▶ [Text excerpt]

Monday, March 19, 2007


Is it possible that Otto Preminger is one of the more neglected or looked over great directors. Maybe I am just not reading the right texts but i never hear him mentioned in the same breath as other greats from his era. But when you look at a body of work that includes, Anatomy of a Murder, Angel Face, Where the Sidewalk Ends, and Laura it's hard to not recognize him as one of the very best.

Last night I watched Laura for the first time and absolutely loved it. In the opening scene you have the voiceover of Clifton Webb playing the despicable Waldo Lydecker. The camera follows Dana Andrews gaze around the apartment as Lydecker makes mention of a clock that will become much more important in the closing scenes of the movie. As I watcehd this opening scene I was already riveted I found myself wondering why the camera paused to focus on specific areas of the apartement and tried to keep it all in my mind for later in the film. Our first meeting with Lydecker is while his in the bathtub and as he reads his alibi for the night in which Laura was murdered. Within 3 minutes I already had a profound dislike for Lydecker and was ready to sit in and hope that he was the guilty one. Both Clifton Webb and Preminger did their job, perfectly.

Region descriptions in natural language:
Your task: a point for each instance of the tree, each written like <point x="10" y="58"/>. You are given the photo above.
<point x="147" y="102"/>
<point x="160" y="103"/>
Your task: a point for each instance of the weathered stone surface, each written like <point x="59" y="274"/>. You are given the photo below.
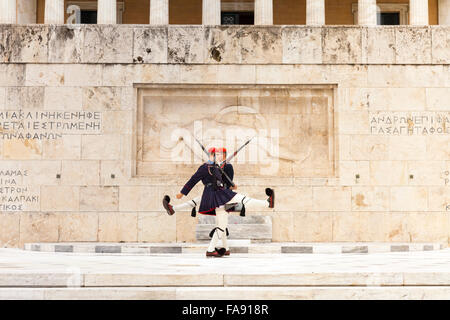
<point x="439" y="198"/>
<point x="409" y="199"/>
<point x="322" y="230"/>
<point x="438" y="99"/>
<point x="68" y="147"/>
<point x="24" y="43"/>
<point x="81" y="75"/>
<point x="65" y="43"/>
<point x="79" y="172"/>
<point x="150" y="45"/>
<point x="370" y="198"/>
<point x="25" y="98"/>
<point x="380" y="45"/>
<point x="251" y="227"/>
<point x="101" y="98"/>
<point x="38" y="227"/>
<point x="9" y="229"/>
<point x="413" y="45"/>
<point x="59" y="198"/>
<point x="107" y="43"/>
<point x="49" y="75"/>
<point x="331" y="199"/>
<point x="302" y="45"/>
<point x="185" y="44"/>
<point x="228" y="44"/>
<point x="12" y="74"/>
<point x="342" y="45"/>
<point x="440" y="44"/>
<point x="156" y="227"/>
<point x="98" y="198"/>
<point x="185" y="225"/>
<point x="100" y="147"/>
<point x="117" y="226"/>
<point x="78" y="227"/>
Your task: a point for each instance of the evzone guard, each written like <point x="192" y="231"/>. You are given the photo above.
<point x="218" y="197"/>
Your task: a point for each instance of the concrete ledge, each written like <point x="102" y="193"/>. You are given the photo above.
<point x="290" y="44"/>
<point x="236" y="246"/>
<point x="236" y="293"/>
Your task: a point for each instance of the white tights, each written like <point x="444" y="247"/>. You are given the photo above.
<point x="222" y="219"/>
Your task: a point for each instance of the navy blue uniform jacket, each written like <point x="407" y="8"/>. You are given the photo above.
<point x="211" y="199"/>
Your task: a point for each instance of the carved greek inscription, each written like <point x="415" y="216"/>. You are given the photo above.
<point x="41" y="125"/>
<point x="415" y="123"/>
<point x="13" y="196"/>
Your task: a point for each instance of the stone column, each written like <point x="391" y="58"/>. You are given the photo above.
<point x="54" y="12"/>
<point x="367" y="12"/>
<point x="263" y="12"/>
<point x="418" y="12"/>
<point x="8" y="11"/>
<point x="315" y="12"/>
<point x="444" y="12"/>
<point x="211" y="12"/>
<point x="26" y="11"/>
<point x="159" y="12"/>
<point x="106" y="12"/>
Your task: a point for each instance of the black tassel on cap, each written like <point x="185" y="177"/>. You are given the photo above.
<point x="242" y="214"/>
<point x="194" y="211"/>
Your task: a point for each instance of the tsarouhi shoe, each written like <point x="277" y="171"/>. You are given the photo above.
<point x="271" y="193"/>
<point x="227" y="252"/>
<point x="168" y="206"/>
<point x="215" y="253"/>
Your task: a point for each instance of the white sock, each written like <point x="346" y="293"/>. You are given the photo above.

▶ [Required action]
Can you repeat the part of the post about Otto Preminger word for word, starting at "Monday, March 19, 2007" and ending at "the very best."? These rows are separate material and have no connection to the post about Otto Preminger.

▶ [Response]
Monday, March 19, 2007


Is it possible that Otto Preminger is one of the more neglected or looked over great directors. Maybe I am just not reading the right texts but i never hear him mentioned in the same breath as other greats from his era. But when you look at a body of work that includes, Anatomy of a Murder, Angel Face, Where the Sidewalk Ends, and Laura it's hard to not recognize him as one of the very best.